━━━━━ EXCERPTED DATA ━━━━━

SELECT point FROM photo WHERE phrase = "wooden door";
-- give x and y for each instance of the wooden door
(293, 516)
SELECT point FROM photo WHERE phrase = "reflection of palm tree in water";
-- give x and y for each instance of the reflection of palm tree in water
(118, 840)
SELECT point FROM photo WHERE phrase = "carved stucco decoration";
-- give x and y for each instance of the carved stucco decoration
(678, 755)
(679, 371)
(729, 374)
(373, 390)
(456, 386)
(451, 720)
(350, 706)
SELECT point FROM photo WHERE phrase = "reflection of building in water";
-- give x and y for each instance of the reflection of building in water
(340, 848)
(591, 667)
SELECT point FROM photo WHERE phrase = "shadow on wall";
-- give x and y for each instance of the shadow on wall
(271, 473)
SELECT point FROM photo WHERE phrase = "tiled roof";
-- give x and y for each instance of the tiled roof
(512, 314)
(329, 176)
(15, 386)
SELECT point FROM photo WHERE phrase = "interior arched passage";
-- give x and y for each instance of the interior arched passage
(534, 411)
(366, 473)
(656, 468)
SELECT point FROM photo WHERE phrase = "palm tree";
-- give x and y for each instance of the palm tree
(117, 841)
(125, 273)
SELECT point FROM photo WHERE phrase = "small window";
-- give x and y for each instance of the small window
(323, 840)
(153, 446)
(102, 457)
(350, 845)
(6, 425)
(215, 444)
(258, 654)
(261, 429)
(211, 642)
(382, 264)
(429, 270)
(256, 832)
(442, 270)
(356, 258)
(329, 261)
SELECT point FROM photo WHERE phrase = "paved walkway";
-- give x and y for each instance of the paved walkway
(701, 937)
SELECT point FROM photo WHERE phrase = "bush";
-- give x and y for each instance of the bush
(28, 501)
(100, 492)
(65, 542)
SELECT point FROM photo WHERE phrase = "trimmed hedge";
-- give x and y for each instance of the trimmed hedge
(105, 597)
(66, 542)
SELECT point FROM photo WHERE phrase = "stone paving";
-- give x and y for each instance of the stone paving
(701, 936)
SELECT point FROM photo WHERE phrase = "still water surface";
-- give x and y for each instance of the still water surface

━━━━━

TASK DETAILS:
Repeat the data precisely, reproducing every entry.

THE COMPLETED TASK:
SELECT point FROM photo WHERE phrase = "wooden door";
-- give x and y for each instance of the wooden door
(293, 516)
SELECT point FROM photo WHERE phrase = "reflection of palm tree in water";
-- give x and y for each instance of the reflection of palm tree in water
(118, 840)
SELECT point FROM photo WHERE phrase = "carved stucco decoration";
-- give x and y for each instance of the carved stucco decoration
(678, 755)
(679, 371)
(729, 374)
(373, 390)
(456, 386)
(451, 720)
(350, 706)
SELECT point FROM photo WHERE phrase = "reflection of building in water";
-- give x and y for each instance of the reflection of building in water
(340, 848)
(591, 667)
SELECT point FROM photo WHERE phrase = "shadow on wall";
-- give x and y for each instance of the shadow on wall
(271, 473)
SELECT point FROM photo WHERE phrase = "tiled roof";
-- give x and y for each instance of the tiled roof
(512, 314)
(329, 176)
(15, 386)
SELECT point FROM photo WHERE phrase = "interior arched passage";
-- give x and y for each instance of the interior arched passage
(534, 411)
(366, 473)
(656, 468)
SELECT point FROM photo WHERE phrase = "palm tree";
-- give x and y for each instance of the palm tree
(117, 841)
(125, 273)
SELECT point FROM photo WHERE phrase = "small window";
-- give x and y for each instance of the small window
(323, 840)
(153, 446)
(102, 457)
(350, 845)
(6, 425)
(215, 444)
(258, 654)
(261, 429)
(211, 642)
(382, 264)
(429, 270)
(256, 832)
(442, 270)
(356, 258)
(329, 261)
SELECT point FROM photo WHERE phrase = "paved walkway";
-- give x and y for each instance of the paved walkway
(701, 937)
SELECT point FROM photo WHERE phrase = "bush";
-- give x and y for each instance of the bush
(28, 501)
(100, 492)
(65, 542)
SELECT point FROM photo WHERE phrase = "trimmed hedge";
-- give x and y for each instance of the trimmed hedge
(105, 597)
(66, 542)
SELECT point FROM photo WHERE phrase = "stone paving";
-- give x and y for each instance of the stone paving
(701, 936)
SELECT point FROM photo WHERE phrase = "still water surface";
-- give x and y for each instance of the still water surface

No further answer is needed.